■ Polecenie ■
Wypisz bez żadnych zmian wiersze od tego, w którym jest „Query: tall poplar tree”, aż po wiersz zawierający „59), (72, 31)]”. Oba wiersze graniczne też mają się znaleźć w odpowiedzi.

┄┄┄┄┄┄┄┄┄┄

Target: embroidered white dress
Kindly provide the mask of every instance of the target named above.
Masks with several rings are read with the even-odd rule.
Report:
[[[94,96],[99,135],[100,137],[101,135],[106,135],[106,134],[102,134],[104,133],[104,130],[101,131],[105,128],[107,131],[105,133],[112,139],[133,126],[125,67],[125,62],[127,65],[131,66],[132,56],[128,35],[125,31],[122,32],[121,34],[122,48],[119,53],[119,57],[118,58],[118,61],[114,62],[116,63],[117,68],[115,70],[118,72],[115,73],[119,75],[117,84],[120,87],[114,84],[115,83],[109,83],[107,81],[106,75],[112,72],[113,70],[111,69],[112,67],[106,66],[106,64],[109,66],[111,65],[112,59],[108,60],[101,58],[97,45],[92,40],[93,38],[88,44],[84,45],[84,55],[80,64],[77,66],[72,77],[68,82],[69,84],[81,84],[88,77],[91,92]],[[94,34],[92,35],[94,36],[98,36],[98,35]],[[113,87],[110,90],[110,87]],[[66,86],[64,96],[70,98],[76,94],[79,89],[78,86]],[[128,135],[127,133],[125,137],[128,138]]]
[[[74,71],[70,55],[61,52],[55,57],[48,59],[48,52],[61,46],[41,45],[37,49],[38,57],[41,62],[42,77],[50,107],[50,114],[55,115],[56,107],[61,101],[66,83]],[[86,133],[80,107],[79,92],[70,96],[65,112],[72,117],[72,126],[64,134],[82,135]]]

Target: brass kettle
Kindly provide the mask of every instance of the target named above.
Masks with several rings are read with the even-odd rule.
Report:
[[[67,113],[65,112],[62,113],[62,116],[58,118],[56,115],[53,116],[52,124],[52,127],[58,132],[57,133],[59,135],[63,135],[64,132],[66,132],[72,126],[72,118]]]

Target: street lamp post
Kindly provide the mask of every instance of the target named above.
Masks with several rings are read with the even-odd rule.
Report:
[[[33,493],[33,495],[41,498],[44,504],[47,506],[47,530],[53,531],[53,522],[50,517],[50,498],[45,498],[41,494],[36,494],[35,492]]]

┄┄┄┄┄┄┄┄┄┄

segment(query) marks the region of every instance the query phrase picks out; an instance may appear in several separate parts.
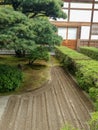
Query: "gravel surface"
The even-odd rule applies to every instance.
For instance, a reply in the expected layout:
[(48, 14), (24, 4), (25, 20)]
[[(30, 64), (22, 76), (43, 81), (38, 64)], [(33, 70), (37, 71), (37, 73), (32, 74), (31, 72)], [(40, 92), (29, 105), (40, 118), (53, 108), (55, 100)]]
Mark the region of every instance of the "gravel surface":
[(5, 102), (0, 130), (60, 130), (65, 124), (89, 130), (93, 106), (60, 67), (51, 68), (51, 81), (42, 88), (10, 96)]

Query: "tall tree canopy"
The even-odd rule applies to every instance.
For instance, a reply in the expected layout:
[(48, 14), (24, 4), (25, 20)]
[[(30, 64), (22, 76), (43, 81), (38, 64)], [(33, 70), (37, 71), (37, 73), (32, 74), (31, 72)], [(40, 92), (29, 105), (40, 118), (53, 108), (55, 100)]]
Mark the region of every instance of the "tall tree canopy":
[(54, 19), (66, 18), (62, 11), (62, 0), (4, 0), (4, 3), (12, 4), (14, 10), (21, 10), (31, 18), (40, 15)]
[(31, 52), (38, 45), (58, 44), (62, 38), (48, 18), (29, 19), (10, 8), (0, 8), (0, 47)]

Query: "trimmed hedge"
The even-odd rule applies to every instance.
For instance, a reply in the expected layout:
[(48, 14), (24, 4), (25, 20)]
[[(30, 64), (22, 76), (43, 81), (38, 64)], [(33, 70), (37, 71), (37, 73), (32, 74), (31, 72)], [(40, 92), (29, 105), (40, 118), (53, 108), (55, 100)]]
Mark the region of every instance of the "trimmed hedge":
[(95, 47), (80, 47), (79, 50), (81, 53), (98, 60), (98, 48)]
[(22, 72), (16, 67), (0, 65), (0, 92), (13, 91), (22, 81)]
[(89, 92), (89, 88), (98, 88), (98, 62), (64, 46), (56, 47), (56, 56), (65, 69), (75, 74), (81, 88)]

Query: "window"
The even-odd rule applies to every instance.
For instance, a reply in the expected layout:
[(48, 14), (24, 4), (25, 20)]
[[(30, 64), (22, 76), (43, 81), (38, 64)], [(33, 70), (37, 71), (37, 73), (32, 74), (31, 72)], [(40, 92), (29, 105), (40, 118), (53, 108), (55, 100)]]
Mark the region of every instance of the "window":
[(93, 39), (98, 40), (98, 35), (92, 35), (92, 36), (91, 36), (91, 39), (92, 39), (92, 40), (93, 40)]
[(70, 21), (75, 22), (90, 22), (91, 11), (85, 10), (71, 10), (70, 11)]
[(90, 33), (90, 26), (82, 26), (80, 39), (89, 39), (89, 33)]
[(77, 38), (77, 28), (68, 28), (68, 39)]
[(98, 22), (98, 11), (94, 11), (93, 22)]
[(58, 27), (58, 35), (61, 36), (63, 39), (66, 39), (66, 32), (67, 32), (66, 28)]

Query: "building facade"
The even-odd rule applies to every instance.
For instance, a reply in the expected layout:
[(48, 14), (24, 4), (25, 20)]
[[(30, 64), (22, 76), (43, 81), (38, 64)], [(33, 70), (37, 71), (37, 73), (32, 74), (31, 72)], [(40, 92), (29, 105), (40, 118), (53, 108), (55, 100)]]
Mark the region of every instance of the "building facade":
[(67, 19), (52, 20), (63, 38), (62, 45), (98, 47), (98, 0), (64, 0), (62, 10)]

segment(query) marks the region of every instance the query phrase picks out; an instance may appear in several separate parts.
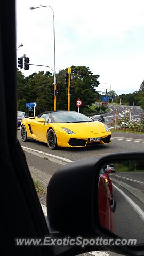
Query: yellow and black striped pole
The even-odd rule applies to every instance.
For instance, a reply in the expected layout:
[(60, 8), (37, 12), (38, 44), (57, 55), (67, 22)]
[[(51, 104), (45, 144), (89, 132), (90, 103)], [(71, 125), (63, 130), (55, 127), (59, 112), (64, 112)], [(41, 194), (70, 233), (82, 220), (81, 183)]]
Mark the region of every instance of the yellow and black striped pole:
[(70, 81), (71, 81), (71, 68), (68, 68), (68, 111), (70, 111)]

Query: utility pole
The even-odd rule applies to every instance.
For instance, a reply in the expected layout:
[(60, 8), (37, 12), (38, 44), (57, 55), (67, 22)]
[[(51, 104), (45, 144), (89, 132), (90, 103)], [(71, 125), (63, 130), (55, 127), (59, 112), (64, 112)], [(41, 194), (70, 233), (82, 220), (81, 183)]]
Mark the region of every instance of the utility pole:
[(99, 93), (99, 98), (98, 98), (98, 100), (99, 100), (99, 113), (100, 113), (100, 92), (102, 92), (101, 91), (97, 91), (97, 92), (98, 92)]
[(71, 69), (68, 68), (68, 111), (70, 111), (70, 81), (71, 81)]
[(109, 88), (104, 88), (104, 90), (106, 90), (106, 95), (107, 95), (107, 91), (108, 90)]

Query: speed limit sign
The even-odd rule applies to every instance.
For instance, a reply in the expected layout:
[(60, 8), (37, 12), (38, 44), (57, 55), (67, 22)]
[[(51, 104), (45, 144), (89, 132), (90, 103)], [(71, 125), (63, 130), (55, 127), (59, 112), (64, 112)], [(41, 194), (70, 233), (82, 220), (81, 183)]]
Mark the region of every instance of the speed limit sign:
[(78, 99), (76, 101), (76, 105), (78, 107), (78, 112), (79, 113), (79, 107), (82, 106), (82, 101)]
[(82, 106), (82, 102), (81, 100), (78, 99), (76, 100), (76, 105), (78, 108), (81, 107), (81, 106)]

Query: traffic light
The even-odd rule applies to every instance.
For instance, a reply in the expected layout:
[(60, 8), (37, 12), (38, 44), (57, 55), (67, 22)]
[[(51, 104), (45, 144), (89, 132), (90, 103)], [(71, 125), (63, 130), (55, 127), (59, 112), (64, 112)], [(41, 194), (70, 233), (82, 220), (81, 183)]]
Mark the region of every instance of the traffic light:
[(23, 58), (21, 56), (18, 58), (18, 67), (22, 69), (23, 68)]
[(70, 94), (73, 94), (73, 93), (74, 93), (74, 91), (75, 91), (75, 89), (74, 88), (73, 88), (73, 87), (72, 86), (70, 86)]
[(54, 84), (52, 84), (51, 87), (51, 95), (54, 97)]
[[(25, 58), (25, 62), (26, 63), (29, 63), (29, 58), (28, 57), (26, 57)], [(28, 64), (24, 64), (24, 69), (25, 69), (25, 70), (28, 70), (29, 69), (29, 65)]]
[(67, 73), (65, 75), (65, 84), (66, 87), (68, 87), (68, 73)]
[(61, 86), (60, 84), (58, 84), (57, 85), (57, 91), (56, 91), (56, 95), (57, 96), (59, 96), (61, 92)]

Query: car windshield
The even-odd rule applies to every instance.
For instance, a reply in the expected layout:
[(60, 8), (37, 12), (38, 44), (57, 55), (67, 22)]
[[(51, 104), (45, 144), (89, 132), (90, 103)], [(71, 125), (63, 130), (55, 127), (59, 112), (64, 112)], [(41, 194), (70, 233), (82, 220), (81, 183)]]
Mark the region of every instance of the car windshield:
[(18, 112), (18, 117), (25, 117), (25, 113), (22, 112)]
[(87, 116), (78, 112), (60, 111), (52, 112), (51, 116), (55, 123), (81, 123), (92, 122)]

┄┄┄┄┄┄┄┄┄┄

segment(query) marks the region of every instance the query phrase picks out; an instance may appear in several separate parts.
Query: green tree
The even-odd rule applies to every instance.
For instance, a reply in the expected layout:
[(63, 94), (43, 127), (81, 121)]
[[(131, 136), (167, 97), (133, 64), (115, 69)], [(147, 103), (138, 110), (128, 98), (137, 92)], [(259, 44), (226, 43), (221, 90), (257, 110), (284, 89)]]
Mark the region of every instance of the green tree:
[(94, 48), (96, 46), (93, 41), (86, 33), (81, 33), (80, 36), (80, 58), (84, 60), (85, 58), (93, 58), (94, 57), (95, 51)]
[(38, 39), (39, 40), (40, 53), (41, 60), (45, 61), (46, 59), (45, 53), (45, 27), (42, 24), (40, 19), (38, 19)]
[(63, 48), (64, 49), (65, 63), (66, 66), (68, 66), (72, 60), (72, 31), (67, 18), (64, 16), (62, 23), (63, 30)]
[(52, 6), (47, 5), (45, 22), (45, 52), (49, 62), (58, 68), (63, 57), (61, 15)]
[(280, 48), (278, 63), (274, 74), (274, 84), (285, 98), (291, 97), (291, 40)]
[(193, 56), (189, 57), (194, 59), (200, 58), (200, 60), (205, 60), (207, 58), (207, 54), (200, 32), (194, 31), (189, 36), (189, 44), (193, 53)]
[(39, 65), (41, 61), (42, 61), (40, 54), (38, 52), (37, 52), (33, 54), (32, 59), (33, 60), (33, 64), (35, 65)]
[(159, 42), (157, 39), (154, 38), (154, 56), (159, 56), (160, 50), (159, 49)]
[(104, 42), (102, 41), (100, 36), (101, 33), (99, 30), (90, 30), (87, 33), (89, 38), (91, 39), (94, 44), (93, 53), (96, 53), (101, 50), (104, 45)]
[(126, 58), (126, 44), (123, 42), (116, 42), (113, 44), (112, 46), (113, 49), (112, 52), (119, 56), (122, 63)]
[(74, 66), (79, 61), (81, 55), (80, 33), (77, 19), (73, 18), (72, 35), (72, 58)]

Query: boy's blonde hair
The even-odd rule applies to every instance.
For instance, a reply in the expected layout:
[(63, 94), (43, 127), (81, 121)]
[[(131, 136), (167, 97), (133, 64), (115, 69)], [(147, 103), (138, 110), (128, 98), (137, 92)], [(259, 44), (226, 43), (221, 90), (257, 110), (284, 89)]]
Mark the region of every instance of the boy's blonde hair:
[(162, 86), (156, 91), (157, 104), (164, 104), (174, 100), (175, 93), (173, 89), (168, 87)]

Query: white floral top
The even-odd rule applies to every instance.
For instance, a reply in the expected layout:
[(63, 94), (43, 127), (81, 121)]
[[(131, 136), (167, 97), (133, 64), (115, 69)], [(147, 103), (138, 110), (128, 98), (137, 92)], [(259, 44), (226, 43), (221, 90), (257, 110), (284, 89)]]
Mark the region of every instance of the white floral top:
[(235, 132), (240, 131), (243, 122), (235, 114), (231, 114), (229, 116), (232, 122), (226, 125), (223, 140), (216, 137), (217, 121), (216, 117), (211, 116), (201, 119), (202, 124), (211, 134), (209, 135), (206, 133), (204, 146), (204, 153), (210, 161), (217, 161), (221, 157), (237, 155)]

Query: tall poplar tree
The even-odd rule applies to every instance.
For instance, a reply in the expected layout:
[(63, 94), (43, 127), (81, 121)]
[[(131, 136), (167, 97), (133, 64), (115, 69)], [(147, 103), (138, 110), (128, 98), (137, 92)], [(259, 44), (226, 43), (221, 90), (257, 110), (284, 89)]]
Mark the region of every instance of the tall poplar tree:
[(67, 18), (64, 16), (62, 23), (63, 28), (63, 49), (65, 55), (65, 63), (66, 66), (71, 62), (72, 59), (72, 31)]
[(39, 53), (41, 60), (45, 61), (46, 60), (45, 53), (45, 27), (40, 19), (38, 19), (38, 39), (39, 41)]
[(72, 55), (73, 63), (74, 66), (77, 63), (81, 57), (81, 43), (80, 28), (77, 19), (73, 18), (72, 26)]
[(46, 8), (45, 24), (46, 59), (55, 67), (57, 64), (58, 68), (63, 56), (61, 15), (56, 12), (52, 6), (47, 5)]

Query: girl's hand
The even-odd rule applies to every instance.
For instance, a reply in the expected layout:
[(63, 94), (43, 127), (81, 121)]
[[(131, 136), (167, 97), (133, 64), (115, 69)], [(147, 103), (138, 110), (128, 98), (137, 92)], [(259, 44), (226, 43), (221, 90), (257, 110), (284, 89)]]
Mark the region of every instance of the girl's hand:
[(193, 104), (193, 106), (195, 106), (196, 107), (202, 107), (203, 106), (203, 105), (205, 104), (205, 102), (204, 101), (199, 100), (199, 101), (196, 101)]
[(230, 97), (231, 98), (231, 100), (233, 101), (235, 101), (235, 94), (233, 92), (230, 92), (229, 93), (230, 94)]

┄┄┄┄┄┄┄┄┄┄

■ Rozwiązanie pisemne ■
Query: tall poplar tree
The even-odd rule applies to every instance.
For instance, a reply in the expected layout:
[(63, 94), (43, 127), (81, 121)]
[[(131, 136), (167, 97), (133, 64), (115, 69)], [(147, 103), (138, 110), (128, 98), (137, 92)], [(259, 44), (226, 43), (221, 90), (257, 110), (284, 89)]]
Mark the region of every instance of the tall poplar tree:
[(67, 18), (64, 16), (62, 23), (63, 28), (63, 49), (65, 55), (65, 63), (66, 66), (71, 62), (72, 59), (72, 31)]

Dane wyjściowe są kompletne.